Contro lo stato autoritario

Centro sociale ex canapificio

Per quanto la situazione italiana prima del 4 marzo fosse già molto complessa, possiamo prendere quella data come punto simbolico per analizzare l’attuale processo di trasformazione profonda del nostro Paese. 

Questo processo non era scontato, o almeno poteva non essere da subito così veloce e profondo. E scontato non era neppure il suo avvio: basti pensare ai vari tentennamenti che hanno reso necessario il decorso di vari mesi e il fluire di molte contrattazioni, prima del varo del governo e dell’assetto attuale. Ma ormai ci siamo. Il Governo Lega – 5Stelle segna una rapida accelerazione verso la costituzione di uno Stato autoritario. E avvertiamo subito che non riteniamo impossibile la coesistenza di questa tipologia di Stato con il permanere delle elezioni (almeno nel breve periodo). Al più, le scadenze elettorali potranno rappresentare una contraddizione, reale ma non risolutiva.

=======

**Consegna**
Puoi citare per intero, parola per parola, il brano contro lo Stato autoritario?

**Dati forniti**
=======

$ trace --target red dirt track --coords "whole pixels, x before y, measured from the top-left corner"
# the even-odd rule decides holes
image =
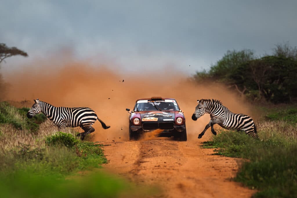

=======

**Soluzione**
Contro lo stato autoritario

Centro sociale ex canapificio

Per quanto la situazione italiana prima del 4 marzo fosse già molto complessa, possiamo prendere quella data come punto simbolico per analizzare l’attuale processo di trasformazione profonda del nostro Paese. 

Questo processo non era scontato, o almeno poteva non essere da subito così veloce e profondo. E scontato non era neppure il suo avvio: basti pensare ai vari tentennamenti che hanno reso necessario il decorso di vari mesi e il fluire di molte contrattazioni, prima del varo del governo e dell’assetto attuale. Ma ormai ci siamo. Il Governo Lega – 5Stelle segna una rapida accelerazione verso la costituzione di uno Stato autoritario. E avvertiamo subito che non riteniamo impossibile la coesistenza di questa tipologia di Stato con il permanere delle elezioni (almeno nel breve periodo). Al più, le scadenze elettorali potranno rappresentare una contraddizione, reale ma non risolutiva.